-- begin EXTRACTED RECORDS --
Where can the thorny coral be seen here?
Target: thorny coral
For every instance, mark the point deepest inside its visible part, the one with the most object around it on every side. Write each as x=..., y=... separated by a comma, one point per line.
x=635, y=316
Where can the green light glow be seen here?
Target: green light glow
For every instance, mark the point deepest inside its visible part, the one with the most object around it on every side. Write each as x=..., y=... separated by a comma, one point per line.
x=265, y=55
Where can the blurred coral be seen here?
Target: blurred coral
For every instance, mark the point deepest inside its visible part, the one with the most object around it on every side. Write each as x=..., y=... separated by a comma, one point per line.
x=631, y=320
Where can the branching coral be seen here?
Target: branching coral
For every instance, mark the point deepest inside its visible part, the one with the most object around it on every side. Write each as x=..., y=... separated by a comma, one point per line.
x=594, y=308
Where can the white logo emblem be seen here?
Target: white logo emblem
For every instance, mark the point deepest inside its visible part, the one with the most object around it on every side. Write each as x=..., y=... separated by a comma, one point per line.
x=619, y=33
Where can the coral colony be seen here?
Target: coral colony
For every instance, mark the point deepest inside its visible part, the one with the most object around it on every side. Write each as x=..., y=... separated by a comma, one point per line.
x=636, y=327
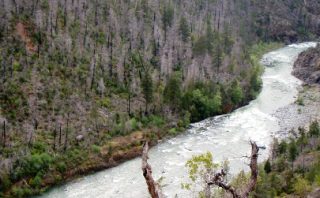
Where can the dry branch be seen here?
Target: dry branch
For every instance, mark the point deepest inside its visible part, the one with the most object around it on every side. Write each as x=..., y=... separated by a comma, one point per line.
x=218, y=178
x=153, y=187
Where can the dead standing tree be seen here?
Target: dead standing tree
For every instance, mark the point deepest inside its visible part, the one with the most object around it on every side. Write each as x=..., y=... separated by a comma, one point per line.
x=153, y=187
x=216, y=179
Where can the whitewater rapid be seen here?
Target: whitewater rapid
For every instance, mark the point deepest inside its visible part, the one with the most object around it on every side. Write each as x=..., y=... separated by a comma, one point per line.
x=227, y=137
-- end EXTRACTED RECORDS --
● **YOUR TASK**:
Lay out all of the records above as a two-column CSV with the header row input,output and one row per record. Put each record's text and its answer in a single quoted field with line breaks turned into spaces, and leave the pictures out.

● **ANSWER TO THIS PROBLEM**:
input,output
"Where can the thorny coral be seen here? Target: thorny coral For every instance, mark the point deepest inside its visible part, the one with the most object around it on every side. Write each as x=..., y=... separated by a comma, one point per line.","x=635, y=316"
"Where can the green light glow be seen here? Target: green light glow For every instance, mark the point deepest inside its visible part, the one with the most object around it on every side. Write each as x=..., y=... separated by a comma, one point per line.","x=265, y=55"
"Where can the blurred coral be seen here? Target: blurred coral For every instance, mark the point deepest inside its visible part, the one with the most object around it on every side. Write each as x=..., y=... separated by a comma, one point per line.","x=631, y=320"
"Where can the branching coral be seen here? Target: branching coral For every instance, mark the point deepest inside its visible part, the one with the most object around it on every side. Write each as x=..., y=... separated by a comma, one point per line.","x=594, y=308"
"Where can the white logo emblem be seen here? Target: white logo emblem For every instance, mark the point deepest inside its visible part, the one with the most object around it on every side. Write each as x=..., y=... separated by a comma, one point per line.","x=619, y=33"
"Where can the coral colony be seen here? Target: coral colony For every instance, mark the point deepest inside its visible part, the one with the most object around it on every side. Write each as x=..., y=... separated by a comma, one point per line.","x=636, y=327"
"Where can the dry branch be seen here? Target: dry branch For every instance, mark the point deepest inside its visible part, the one with the most object around it on every side. Write each as x=..., y=... separated by a comma, one point per line.","x=218, y=178 x=153, y=187"
"Where can the dead standing tree be seen here? Target: dead standing tree For every instance, mark the point deepest inside its visible part, the one with the most object around it on every side. Write each as x=..., y=... separated by a comma, one point per line.","x=153, y=187 x=216, y=179"
"Where can the whitewater rapid be seen here? Target: whitewater rapid For every instance, mark the point deepest inside its visible part, the one with the most object around it on every side. Write each as x=..., y=... separated by a comma, one point per line.","x=227, y=137"